Reckitt recalls ProSobee infant formula cans over cross-contamination fears
20 Feb 2023 --- Nutrition and health products producer Reckitt has announced a recall of two batches – 145,000 cans – of its ProSobee 12.9 oz Simply Plant-Based Infant Formula due to “a possibility of cross-contamination with Cronobacter sakazakii,” says the business. The recalled products can be found on the shelves in mainland US, as well as in Guam and Puerto Rico.
According to the company, all products distributed went through extensive testing, tested negative for the bacteria and no illnesses or adverse events have been reported.
However, it has chosen to recall the products out of “an abundance of caution.”
The products recalled have a “Use by date” of March 1, 2024.”
The batch codes for the recalled cans are ZL2HZF and ZL2HZZ, both with a Universal Product Code (UPC) Code of 300871214415 and the mentioned use-by date of “1 Mar 2024.”
The company calls for the products to be disposed of or returned to the place of purchase for a total refund.

* Dataset *
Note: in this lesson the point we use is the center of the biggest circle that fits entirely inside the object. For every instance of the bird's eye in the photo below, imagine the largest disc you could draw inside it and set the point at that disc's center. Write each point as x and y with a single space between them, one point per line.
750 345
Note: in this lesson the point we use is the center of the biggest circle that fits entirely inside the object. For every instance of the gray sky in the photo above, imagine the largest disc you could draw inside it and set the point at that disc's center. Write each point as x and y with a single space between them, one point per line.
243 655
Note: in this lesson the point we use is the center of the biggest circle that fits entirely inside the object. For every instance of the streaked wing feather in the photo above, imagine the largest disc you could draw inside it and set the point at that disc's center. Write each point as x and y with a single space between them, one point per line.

* Work required *
Copy the ProSobee recall notice above word for word, from its headline through its final sentence.

* Solution *
Reckitt recalls ProSobee infant formula cans over cross-contamination fears
20 Feb 2023 --- Nutrition and health products producer Reckitt has announced a recall of two batches – 145,000 cans – of its ProSobee 12.9 oz Simply Plant-Based Infant Formula due to “a possibility of cross-contamination with Cronobacter sakazakii,” says the business. The recalled products can be found on the shelves in mainland US, as well as in Guam and Puerto Rico.
According to the company, all products distributed went through extensive testing, tested negative for the bacteria and no illnesses or adverse events have been reported.
However, it has chosen to recall the products out of “an abundance of caution.”
The products recalled have a “Use by date” of March 1, 2024.”
The batch codes for the recalled cans are ZL2HZF and ZL2HZZ, both with a Universal Product Code (UPC) Code of 300871214415 and the mentioned use-by date of “1 Mar 2024.”
The company calls for the products to be disposed of or returned to the place of purchase for a total refund.